(Collected data entries)

---

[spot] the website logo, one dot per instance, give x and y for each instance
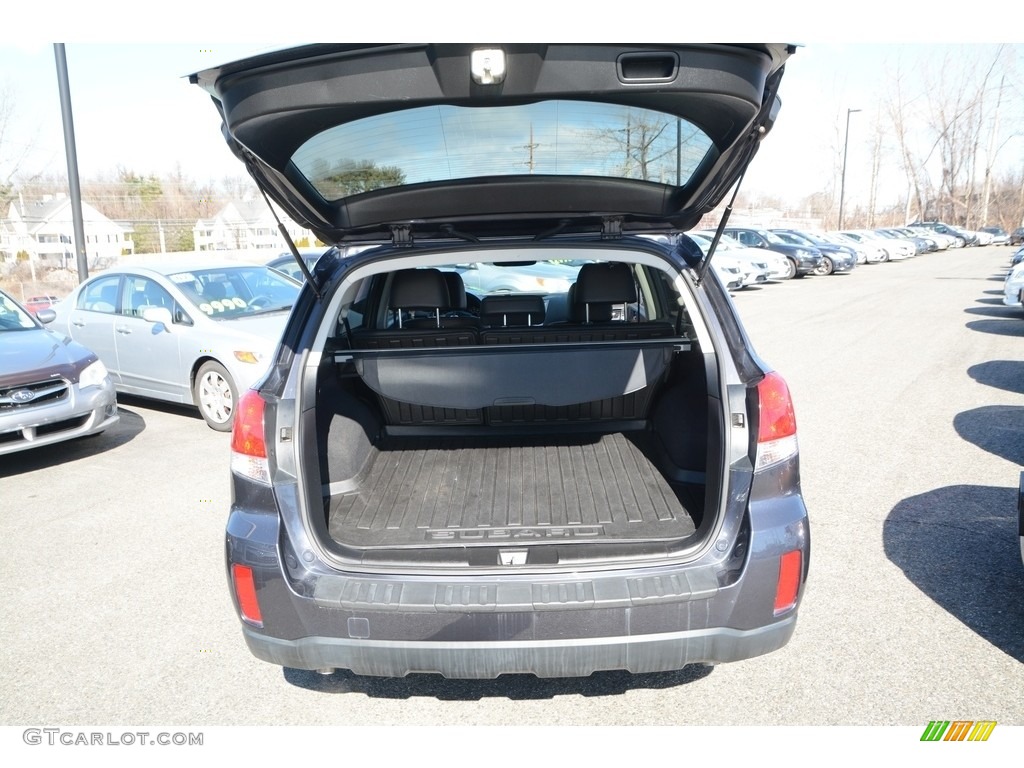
(958, 730)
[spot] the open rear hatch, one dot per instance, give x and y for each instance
(413, 140)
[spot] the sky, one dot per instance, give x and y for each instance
(134, 109)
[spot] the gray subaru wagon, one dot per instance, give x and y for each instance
(557, 477)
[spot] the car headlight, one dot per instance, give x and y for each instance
(93, 376)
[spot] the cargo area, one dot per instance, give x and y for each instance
(532, 429)
(418, 492)
(625, 475)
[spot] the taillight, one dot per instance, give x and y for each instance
(245, 592)
(787, 586)
(248, 441)
(777, 423)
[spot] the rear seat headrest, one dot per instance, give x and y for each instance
(517, 309)
(419, 288)
(457, 290)
(608, 284)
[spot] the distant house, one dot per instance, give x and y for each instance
(44, 229)
(241, 225)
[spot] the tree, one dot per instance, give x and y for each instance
(354, 176)
(12, 156)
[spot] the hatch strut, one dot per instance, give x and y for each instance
(288, 239)
(702, 267)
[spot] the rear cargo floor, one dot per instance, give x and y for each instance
(472, 492)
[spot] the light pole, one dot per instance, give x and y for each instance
(842, 185)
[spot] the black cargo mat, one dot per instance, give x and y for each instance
(472, 492)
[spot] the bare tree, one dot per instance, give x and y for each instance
(12, 155)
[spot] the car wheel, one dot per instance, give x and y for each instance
(825, 267)
(215, 395)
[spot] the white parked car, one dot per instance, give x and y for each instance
(759, 264)
(1013, 289)
(897, 249)
(198, 333)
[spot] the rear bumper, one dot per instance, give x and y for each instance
(547, 658)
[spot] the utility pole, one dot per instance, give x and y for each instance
(75, 187)
(842, 185)
(988, 157)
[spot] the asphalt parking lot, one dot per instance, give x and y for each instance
(908, 382)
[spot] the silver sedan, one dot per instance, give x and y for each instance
(182, 333)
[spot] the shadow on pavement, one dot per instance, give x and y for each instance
(1005, 327)
(1008, 375)
(960, 546)
(515, 687)
(997, 429)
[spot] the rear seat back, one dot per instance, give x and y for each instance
(415, 291)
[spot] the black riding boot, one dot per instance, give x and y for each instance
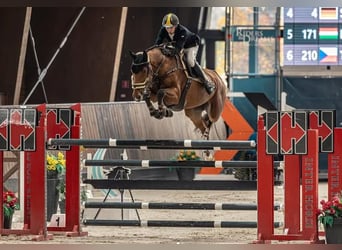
(197, 69)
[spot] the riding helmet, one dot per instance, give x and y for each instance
(170, 20)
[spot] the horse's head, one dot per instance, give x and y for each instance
(141, 76)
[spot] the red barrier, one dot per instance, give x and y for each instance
(35, 170)
(297, 227)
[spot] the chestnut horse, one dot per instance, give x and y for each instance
(159, 75)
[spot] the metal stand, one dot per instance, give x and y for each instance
(119, 173)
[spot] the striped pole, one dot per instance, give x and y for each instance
(173, 184)
(174, 205)
(155, 144)
(174, 163)
(174, 223)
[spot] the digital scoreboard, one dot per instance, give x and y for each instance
(313, 36)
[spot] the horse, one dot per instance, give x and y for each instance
(159, 75)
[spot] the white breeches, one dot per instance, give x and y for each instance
(190, 55)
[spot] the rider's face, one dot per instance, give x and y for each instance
(171, 30)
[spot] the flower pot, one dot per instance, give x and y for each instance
(7, 222)
(333, 235)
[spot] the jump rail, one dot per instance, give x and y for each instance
(174, 163)
(156, 144)
(174, 205)
(173, 184)
(172, 223)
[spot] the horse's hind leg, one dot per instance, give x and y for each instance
(195, 116)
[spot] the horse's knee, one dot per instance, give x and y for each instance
(168, 113)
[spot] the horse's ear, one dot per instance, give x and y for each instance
(133, 55)
(145, 57)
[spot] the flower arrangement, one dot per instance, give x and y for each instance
(9, 203)
(55, 164)
(329, 210)
(187, 155)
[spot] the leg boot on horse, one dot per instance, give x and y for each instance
(209, 87)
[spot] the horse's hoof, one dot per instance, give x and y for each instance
(168, 113)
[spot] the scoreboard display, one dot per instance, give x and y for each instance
(312, 36)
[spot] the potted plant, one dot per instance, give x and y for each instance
(55, 166)
(9, 206)
(186, 155)
(330, 215)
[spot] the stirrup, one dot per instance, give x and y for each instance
(209, 87)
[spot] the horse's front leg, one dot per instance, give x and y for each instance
(163, 110)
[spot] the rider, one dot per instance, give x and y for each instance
(172, 31)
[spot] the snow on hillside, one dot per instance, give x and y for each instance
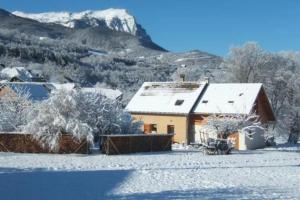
(182, 174)
(116, 19)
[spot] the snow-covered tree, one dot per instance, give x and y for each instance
(83, 115)
(279, 72)
(221, 126)
(14, 106)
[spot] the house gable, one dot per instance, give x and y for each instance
(165, 98)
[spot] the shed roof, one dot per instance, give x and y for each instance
(17, 72)
(228, 98)
(109, 93)
(165, 97)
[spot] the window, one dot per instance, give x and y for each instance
(171, 129)
(179, 102)
(153, 128)
(150, 128)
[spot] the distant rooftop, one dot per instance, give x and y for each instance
(37, 91)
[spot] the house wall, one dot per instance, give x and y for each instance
(4, 91)
(162, 121)
(263, 108)
(195, 124)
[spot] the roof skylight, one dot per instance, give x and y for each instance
(179, 102)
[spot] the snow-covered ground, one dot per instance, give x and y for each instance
(272, 173)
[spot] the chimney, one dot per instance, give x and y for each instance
(182, 77)
(206, 80)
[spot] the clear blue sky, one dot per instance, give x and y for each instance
(208, 25)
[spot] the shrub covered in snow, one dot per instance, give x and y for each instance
(223, 126)
(84, 115)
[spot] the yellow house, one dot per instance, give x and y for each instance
(181, 108)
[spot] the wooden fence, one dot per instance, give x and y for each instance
(25, 143)
(124, 144)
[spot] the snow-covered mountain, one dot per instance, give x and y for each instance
(115, 19)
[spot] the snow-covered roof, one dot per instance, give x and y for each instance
(228, 98)
(37, 91)
(109, 93)
(64, 86)
(18, 72)
(165, 97)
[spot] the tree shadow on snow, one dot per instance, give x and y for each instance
(40, 184)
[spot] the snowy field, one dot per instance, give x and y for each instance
(272, 173)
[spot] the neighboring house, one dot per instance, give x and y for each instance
(183, 107)
(19, 74)
(36, 91)
(109, 93)
(113, 94)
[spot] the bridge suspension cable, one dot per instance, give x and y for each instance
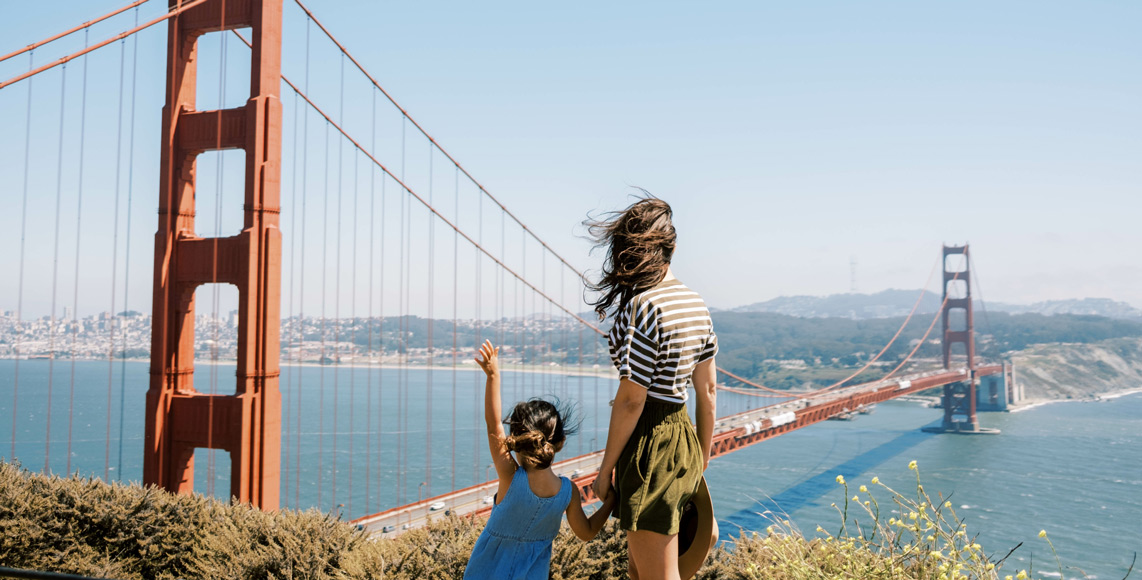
(67, 32)
(65, 59)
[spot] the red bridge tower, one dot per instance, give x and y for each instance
(958, 328)
(178, 418)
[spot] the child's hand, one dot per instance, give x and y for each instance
(488, 359)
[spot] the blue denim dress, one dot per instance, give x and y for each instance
(516, 542)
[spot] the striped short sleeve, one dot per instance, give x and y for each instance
(635, 346)
(710, 348)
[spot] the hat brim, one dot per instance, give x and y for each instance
(697, 532)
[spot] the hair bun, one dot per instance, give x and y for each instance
(532, 449)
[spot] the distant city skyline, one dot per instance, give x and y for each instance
(789, 138)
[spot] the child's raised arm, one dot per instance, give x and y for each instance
(488, 360)
(587, 528)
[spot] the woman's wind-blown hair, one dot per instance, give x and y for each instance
(538, 429)
(640, 244)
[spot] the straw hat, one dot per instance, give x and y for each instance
(697, 532)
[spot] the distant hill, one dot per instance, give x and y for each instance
(898, 303)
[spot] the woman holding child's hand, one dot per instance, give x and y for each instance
(662, 341)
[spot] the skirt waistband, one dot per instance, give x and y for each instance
(658, 411)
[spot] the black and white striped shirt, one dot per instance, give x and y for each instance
(659, 337)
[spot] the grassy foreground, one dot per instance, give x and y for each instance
(83, 525)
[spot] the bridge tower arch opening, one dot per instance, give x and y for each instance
(179, 419)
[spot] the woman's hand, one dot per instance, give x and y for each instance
(602, 485)
(488, 359)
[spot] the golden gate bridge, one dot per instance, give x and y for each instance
(384, 240)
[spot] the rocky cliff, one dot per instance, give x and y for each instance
(1079, 370)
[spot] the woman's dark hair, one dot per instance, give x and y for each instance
(538, 429)
(640, 243)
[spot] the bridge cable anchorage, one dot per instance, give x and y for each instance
(55, 270)
(79, 223)
(67, 32)
(99, 45)
(23, 239)
(431, 139)
(127, 247)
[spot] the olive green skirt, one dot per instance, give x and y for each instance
(659, 469)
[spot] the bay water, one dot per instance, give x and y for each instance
(359, 440)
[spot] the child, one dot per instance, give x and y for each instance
(516, 542)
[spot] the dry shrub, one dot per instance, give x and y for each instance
(86, 526)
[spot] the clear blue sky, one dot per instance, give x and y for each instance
(789, 137)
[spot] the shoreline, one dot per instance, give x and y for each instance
(1098, 397)
(608, 371)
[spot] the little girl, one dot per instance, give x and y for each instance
(516, 542)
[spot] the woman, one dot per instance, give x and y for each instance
(662, 341)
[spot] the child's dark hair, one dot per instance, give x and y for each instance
(537, 431)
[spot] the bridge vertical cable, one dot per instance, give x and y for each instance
(114, 257)
(55, 271)
(291, 325)
(23, 254)
(127, 246)
(79, 222)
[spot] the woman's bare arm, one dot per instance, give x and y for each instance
(628, 405)
(706, 397)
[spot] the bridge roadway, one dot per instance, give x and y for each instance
(730, 434)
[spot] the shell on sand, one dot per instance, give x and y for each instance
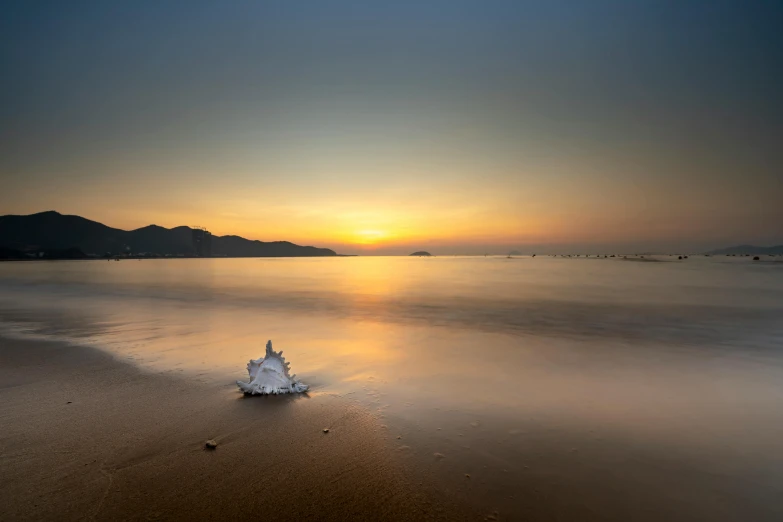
(269, 375)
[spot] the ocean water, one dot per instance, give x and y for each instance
(661, 380)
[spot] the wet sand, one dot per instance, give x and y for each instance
(88, 437)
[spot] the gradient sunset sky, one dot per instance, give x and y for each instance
(388, 127)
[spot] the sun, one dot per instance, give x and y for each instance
(370, 237)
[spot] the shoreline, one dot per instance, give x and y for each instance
(90, 437)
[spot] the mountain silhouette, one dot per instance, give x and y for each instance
(54, 231)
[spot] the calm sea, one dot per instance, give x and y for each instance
(604, 365)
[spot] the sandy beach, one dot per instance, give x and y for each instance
(554, 390)
(86, 437)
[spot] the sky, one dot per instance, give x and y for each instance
(386, 127)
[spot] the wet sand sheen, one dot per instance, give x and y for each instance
(87, 436)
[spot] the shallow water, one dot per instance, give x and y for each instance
(649, 376)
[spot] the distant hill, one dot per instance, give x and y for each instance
(50, 231)
(748, 249)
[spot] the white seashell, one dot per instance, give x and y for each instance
(269, 375)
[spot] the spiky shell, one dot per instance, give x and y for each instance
(270, 375)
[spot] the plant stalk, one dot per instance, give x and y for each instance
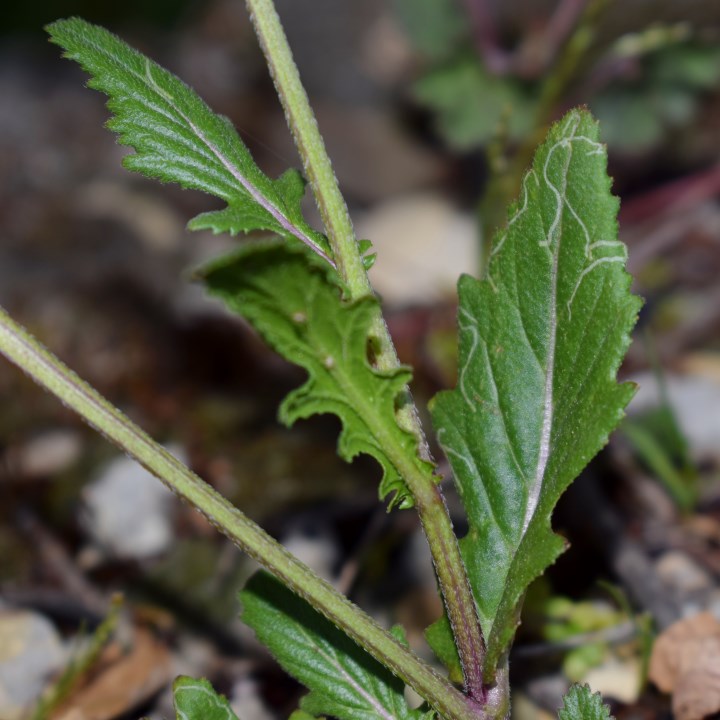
(49, 372)
(431, 507)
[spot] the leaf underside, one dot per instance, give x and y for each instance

---

### What this task involves
Quote only the lines that start at the line holding "[spot] the mountain" and end at the last line of the entries, including both of those lines, and omit every picture.

### Task response
[spot] the mountain silhouette, one dot per instance, give x and y for each instance
(54, 231)
[spot] the calm sea, one dot per instance, give x and y for each instance
(604, 365)
[spot] the sandy beach, one dot per instance, give x and y for each instance
(554, 390)
(86, 437)
[spot] the sky, one dot per instance, give x and y for each instance
(386, 127)
[spot] the wet sand sheen, one dot per instance, give x and y for each instance
(87, 436)
[spot] the shallow water, one dot per instance, give x and y for each instance
(649, 376)
[spot] the distant hill, one dot per instance, give x and y for each instance
(50, 231)
(748, 249)
[spot] the white seashell, one dot per instance, give x and y for each instance
(269, 375)
[spot] the spiky shell, one dot per instance, give x and y for each instance
(270, 375)
[spot] the plant stalk, one dot per instance, give x and y for each instance
(49, 372)
(431, 507)
[spot] the leaf underside, one dot per instance, give x and y for each instance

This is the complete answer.